(Saved entries)
##############################

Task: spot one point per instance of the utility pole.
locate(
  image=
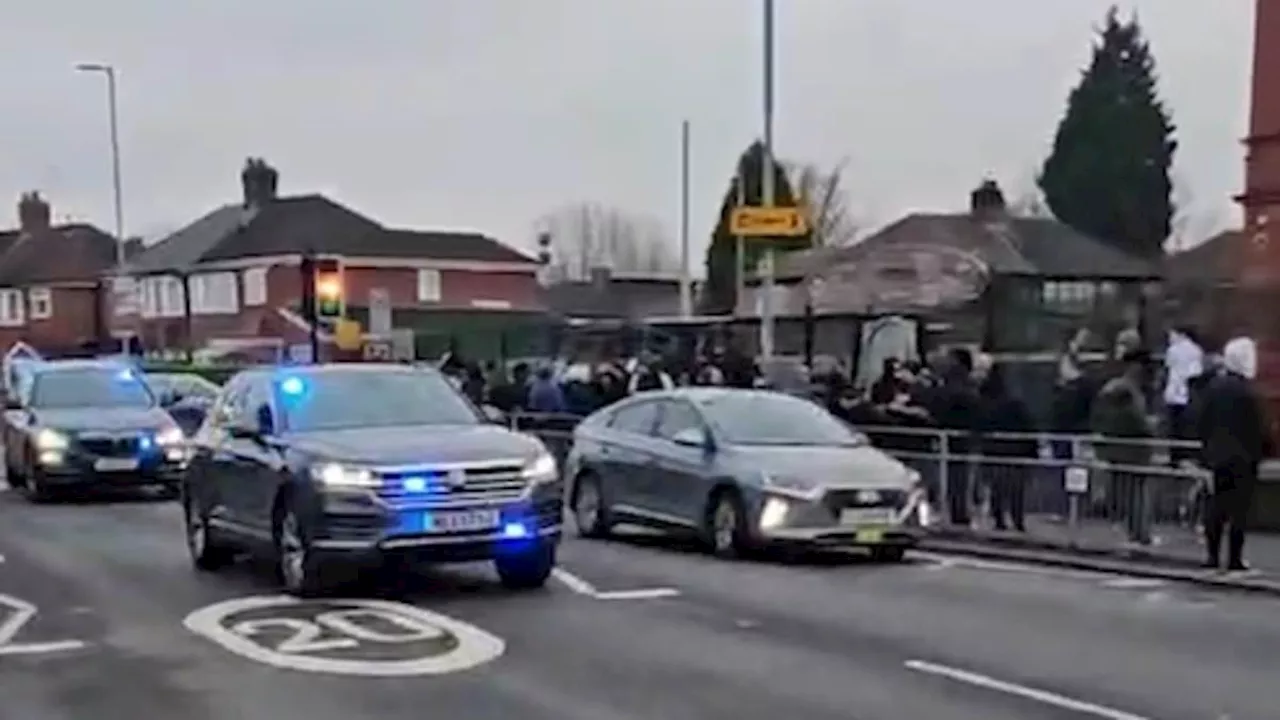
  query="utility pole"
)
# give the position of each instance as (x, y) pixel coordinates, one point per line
(686, 281)
(767, 188)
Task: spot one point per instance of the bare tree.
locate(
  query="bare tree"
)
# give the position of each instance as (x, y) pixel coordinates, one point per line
(823, 194)
(589, 235)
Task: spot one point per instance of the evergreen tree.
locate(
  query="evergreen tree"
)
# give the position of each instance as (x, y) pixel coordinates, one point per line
(1109, 172)
(720, 294)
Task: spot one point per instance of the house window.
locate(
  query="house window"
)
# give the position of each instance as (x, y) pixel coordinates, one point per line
(214, 294)
(255, 287)
(428, 286)
(41, 300)
(126, 296)
(172, 296)
(12, 308)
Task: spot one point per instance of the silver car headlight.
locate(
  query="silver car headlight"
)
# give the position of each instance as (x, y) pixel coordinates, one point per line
(792, 487)
(50, 441)
(337, 475)
(542, 470)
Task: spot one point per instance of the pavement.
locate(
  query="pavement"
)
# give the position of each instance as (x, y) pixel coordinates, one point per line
(1176, 552)
(103, 616)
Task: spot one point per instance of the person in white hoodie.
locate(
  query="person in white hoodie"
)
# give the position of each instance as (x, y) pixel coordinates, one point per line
(1235, 433)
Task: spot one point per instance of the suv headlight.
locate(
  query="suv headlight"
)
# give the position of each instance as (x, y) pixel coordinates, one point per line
(542, 469)
(50, 440)
(337, 475)
(169, 437)
(792, 487)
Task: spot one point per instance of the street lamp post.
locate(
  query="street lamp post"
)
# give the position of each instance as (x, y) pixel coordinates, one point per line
(118, 195)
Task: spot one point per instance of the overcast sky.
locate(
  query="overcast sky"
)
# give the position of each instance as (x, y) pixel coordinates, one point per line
(488, 114)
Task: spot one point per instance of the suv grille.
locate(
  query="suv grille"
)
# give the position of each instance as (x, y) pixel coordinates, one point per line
(434, 487)
(840, 500)
(110, 447)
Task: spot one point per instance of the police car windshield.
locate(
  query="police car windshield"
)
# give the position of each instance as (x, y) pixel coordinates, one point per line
(371, 399)
(88, 387)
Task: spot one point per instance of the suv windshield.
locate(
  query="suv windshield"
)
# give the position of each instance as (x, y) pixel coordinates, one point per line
(365, 399)
(90, 387)
(769, 418)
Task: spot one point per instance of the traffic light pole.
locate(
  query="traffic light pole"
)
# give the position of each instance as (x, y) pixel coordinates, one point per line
(309, 302)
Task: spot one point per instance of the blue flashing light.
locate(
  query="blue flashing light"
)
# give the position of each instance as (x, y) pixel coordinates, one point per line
(292, 386)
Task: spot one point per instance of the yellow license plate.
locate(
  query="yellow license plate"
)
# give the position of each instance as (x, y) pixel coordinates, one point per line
(869, 536)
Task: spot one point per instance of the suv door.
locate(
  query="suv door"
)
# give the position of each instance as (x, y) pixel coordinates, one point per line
(682, 474)
(626, 454)
(254, 465)
(211, 473)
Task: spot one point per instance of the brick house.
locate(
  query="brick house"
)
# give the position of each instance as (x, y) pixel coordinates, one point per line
(232, 276)
(50, 292)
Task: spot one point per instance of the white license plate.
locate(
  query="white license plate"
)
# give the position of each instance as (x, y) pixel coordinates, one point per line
(865, 516)
(115, 464)
(461, 522)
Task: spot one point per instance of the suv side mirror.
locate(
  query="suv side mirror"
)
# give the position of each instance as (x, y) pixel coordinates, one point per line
(494, 415)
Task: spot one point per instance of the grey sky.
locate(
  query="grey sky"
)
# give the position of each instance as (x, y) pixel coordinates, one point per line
(489, 113)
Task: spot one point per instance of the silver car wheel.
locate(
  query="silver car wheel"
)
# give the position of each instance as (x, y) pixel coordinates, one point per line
(725, 525)
(586, 510)
(293, 552)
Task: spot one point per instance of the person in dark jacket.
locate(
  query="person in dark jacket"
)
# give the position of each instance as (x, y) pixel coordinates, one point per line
(1005, 413)
(545, 393)
(954, 406)
(1235, 433)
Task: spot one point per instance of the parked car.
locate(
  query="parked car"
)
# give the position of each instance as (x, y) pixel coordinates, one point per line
(741, 469)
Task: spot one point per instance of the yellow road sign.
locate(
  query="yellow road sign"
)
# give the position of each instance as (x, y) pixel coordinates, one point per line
(347, 335)
(768, 222)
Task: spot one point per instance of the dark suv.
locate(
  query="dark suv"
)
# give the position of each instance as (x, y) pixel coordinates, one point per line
(355, 464)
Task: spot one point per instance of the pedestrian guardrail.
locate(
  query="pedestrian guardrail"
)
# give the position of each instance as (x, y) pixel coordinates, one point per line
(1066, 488)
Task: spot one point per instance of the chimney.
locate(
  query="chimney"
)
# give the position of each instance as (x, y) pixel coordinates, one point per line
(987, 201)
(33, 214)
(600, 278)
(260, 182)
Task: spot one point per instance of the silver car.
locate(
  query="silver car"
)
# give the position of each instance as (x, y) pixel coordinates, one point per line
(741, 469)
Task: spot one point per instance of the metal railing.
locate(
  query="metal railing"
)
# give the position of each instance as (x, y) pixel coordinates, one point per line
(1068, 490)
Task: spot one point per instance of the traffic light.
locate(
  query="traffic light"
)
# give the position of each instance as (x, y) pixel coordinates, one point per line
(328, 288)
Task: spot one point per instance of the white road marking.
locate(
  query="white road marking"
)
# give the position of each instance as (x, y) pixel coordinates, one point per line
(1020, 691)
(585, 588)
(19, 614)
(216, 624)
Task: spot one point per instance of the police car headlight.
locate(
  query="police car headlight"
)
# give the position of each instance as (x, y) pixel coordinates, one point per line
(543, 469)
(336, 475)
(169, 437)
(50, 440)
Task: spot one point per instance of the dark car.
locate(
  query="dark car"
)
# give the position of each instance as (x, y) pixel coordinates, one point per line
(332, 466)
(186, 396)
(88, 423)
(741, 469)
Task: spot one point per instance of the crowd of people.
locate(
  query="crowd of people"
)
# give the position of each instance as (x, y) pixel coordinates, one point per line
(1193, 393)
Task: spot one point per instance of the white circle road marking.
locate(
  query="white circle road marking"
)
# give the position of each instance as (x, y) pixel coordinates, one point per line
(474, 646)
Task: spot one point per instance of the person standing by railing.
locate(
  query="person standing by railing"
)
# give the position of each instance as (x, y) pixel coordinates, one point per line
(1120, 413)
(1005, 413)
(1232, 424)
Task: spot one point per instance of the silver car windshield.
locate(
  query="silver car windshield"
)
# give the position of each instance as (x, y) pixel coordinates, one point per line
(768, 418)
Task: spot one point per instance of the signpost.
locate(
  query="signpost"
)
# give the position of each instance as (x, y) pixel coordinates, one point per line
(768, 222)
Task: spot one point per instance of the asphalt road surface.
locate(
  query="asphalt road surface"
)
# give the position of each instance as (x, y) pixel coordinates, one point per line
(101, 616)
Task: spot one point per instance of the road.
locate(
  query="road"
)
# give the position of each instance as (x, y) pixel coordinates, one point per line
(101, 616)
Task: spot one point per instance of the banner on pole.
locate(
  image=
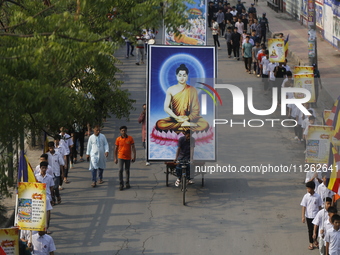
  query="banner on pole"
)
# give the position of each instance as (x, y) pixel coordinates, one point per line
(303, 69)
(31, 211)
(9, 241)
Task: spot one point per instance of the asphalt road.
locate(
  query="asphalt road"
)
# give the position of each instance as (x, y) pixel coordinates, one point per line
(234, 213)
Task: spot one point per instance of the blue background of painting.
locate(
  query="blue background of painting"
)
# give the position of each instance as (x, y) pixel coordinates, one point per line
(159, 55)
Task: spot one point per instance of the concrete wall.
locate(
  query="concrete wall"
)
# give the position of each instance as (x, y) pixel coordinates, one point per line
(327, 17)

##############################

Problem to work on:
Will you set down the records word for word while leaving out every picture?

Expected output:
Task: spot one point per instance of the utility pole.
locate(
  image=
  query="utility pole"
)
# give the position of each instance as (x, y) pixel coordinates, one point per line
(686, 281)
(767, 188)
Task: spot one point per instance of the bare tree.
locate(
  query="bare tree"
)
# give the position of each instance as (x, y) pixel coordinates, one point per line
(823, 194)
(589, 235)
Task: spot one point per instance of the evergreen tree.
locate(
  query="evergreen tree"
)
# give the position of each instance as (x, y) pixel coordinates, one point per line
(1109, 172)
(720, 294)
Task: spot one point per instance of the house window.
locate(
  query="house window"
)
# give the position of each instance as (x, y) pixel coordinates, one point per line
(214, 294)
(255, 287)
(428, 286)
(41, 300)
(126, 296)
(172, 296)
(12, 308)
Task: spot one point per instance of the silver car headlight.
locate(
  query="silver car headlight"
)
# give the position of each instance as (x, y) pixel coordinates, one point per line
(792, 487)
(50, 441)
(337, 475)
(542, 470)
Task: spot one point per instance of the pavement.
locate(
  query="pavement"
)
# give the position of each instance as (x, y) pixel coordinates, one point per line
(1176, 552)
(103, 616)
Task: spot one point per instance of the person in white hoodie.
locate(
  query="person in white hoodie"
)
# give the position of each instance as (x, y) pixel coordinates, one point per line
(1235, 433)
Task: spot one point per instance of the suv headlight.
locate(
  query="suv headlight"
)
# give the position of each instance as (x, y) pixel coordinates, one point per line
(542, 469)
(50, 440)
(337, 475)
(169, 437)
(792, 487)
Task: spot one point per instance of the street lamp post.
locate(
  query="street lamp post"
)
# give the position of each instance as (x, y) pixel coordinates, one point per line
(118, 195)
Task: spot one point per instance of the overcast sky.
locate(
  query="overcast sky"
)
# give the position of each instance as (x, y) pixel coordinates, one point per line
(488, 114)
Task: spot one point per instance of the suv grille.
locate(
  query="suv grille"
)
# give the position of each instance as (x, y) pixel coordinates, one point per line
(434, 487)
(840, 500)
(110, 447)
Task: spot one point per instance of the police car windshield.
locate(
  query="police car windshield"
)
# give the position of each instance as (x, y) pixel coordinates, one point per line
(371, 399)
(88, 387)
Task: spot one point per instance of the suv windshield.
locate(
  query="suv windshield"
)
# give the position of each instance as (x, y) pixel coordinates, one point per line
(365, 399)
(90, 387)
(769, 418)
Task: spot one point per instance of the traffic light pole.
locate(
  query="traffic light pole"
)
# give the position of each instance as (x, y) pixel coordinates, one point per line
(309, 302)
Task: spot one point per instance of the blue flashing light.
locate(
  query="blue flashing light"
)
# give the position of each instance as (x, y) pixel coordinates, one point per line
(292, 386)
Task: spot one point per instance of the yellow license plate.
locate(
  query="yellow license plate"
)
# give the position of each instance as (x, y) pixel coordinates, one point per line
(869, 536)
Task: spot one point per instance of the suv door.
locate(
  query="suv door"
)
# give the position of each instance as (x, y) pixel coordinates, one point per line
(682, 474)
(626, 454)
(254, 465)
(211, 473)
Task: spot one point per instance of the brick house.
locate(
  query="brick house"
)
# give the position of each instance as (x, y) pixel coordinates, one point per line
(232, 276)
(50, 292)
Task: spot one point per instance of the white license plate.
locate(
  query="white license plate"
)
# give the position of each instance as (x, y) pixel coordinates, one point per line
(865, 516)
(115, 464)
(461, 522)
Task: spot one point per instance of the suv side mirror.
locate(
  query="suv side mirror"
)
# give the position of each instance as (x, y) pixel coordinates, one point per line
(494, 415)
Task: spot one point per instance of the grey sky.
locate(
  query="grey sky"
)
# give the position of each instance as (x, y) pixel coordinates, one point per line
(489, 113)
Task: spot one point per instance of the silver car wheel.
locate(
  query="silver car wheel"
)
# give the position of each instance as (x, y) pixel coordinates, one point per line
(725, 525)
(586, 510)
(293, 552)
Task: spot one point per instance of the person in dark jacket.
locate(
  query="person in dark jacket"
)
# give the position of each instance as (x, y) pixel coordinates, one point per line
(1005, 413)
(545, 393)
(954, 406)
(1235, 433)
Task: spot one point per instance of the parked car.
locate(
  query="parked car"
)
# give the position of each instance as (x, y) pixel coordinates, one point per line
(741, 469)
Task: spot one point per instance of the yellow road sign.
locate(
  query="yellow road sign"
)
# give the position of each instance as (x, y) pixel coordinates, one point per line
(347, 335)
(768, 222)
Task: spot one point per instance of the dark suv.
locate(
  query="dark suv"
)
# give the position of each instance as (x, y) pixel coordinates, one point per line
(355, 464)
Task: spot one point per instance of the pedestrian guardrail.
locate(
  query="pedestrian guardrail"
)
# give the position of each instance as (x, y) pixel coordinates, one point per line
(1066, 488)
Task: spot one point per instance of the chimney.
locate(
  query="chimney"
)
# give the position of each instance as (x, y) pixel coordinates, one point per line
(987, 201)
(33, 214)
(600, 278)
(260, 182)
Task: spot one point per instance of the silver car.
locate(
  query="silver car"
)
# give the position of each instance as (x, y) pixel coordinates, one point per line
(741, 469)
Task: spot one point per instance of the metal railing.
locate(
  query="metal railing"
)
# give the position of each instance as (x, y) pixel coordinates, one point per line
(1068, 490)
Task: spot one point per instance of the traffic light.
locate(
  query="traffic light"
)
# give the position of each instance as (x, y) pixel coordinates, one point per line
(328, 288)
Task: spot one point per instance of the white road marking.
locate(
  query="white road marking"
)
# give the position of each instance as (x, y) pixel coordinates, one point per line
(1020, 691)
(585, 588)
(19, 614)
(216, 624)
Task: spot one point per instance of the police car headlight.
locate(
  query="police car headlight"
)
# give the position of each instance as (x, y) pixel coordinates, one point per line
(543, 469)
(336, 475)
(169, 437)
(50, 440)
Task: spot one point per instance of the dark car.
locate(
  query="dark car"
)
# give the position of each instance as (x, y) pixel coordinates, one point per line
(332, 466)
(186, 396)
(88, 423)
(741, 469)
Task: spot one point per instance of the crowd of people.
locate(
  query="crowd of people"
)
# give the position of each instance as (x, y) pixel coordinates, one point per line
(1193, 393)
Task: spot one point per instance of the white circle road marking.
locate(
  query="white circle road marking"
)
# give the position of each instance as (x, y) pixel coordinates, one point per line
(474, 646)
Task: spot one point per instance of the person standing by railing.
locate(
  query="person standing by railing"
)
# give the position of each instance as (x, y) pixel coordinates, one point per line
(1120, 413)
(1005, 413)
(1232, 424)
Task: spot one point per instance of the silver car windshield.
locate(
  query="silver car windshield"
)
# give the position of each instance as (x, y) pixel coordinates, one point per line
(768, 418)
Task: spot one point per instance of the signpost.
locate(
  query="signpost"
)
# give the position of each instance as (x, y) pixel coordinates, one point per line
(768, 222)
Task: spot one point per instance of the asphalt road surface.
locate(
  query="asphalt road surface"
)
# give the position of each instance as (x, y) pixel coordinates, one point per line
(101, 616)
Task: spot one point per instance of the road.
locate(
  query="road"
)
# give the position of each instance as (x, y) pixel coordinates, one point per line
(101, 616)
Task: spot one point per instance of the banner on pole.
locate(
  image=
  query="banner on pole"
)
# give the position of each instance as (x, y) pixel coordinates, one point per line
(303, 69)
(31, 211)
(9, 241)
Task: spot one point per instance of the asphalt road.
locate(
  query="asphalt road"
)
# give the position of each instance as (x, y) pixel coordinates, one point per line
(234, 213)
Task: spot one point per instance of the blue background of painting.
locate(
  query="blue background of painting"
)
# give the position of each instance as (x, y) pixel coordinates, one point per line
(159, 55)
Task: spot one point per instance of the concrete wall.
locate(
  query="concrete wall"
)
# give the position of each instance as (x, y) pixel coordinates, one point per line
(327, 17)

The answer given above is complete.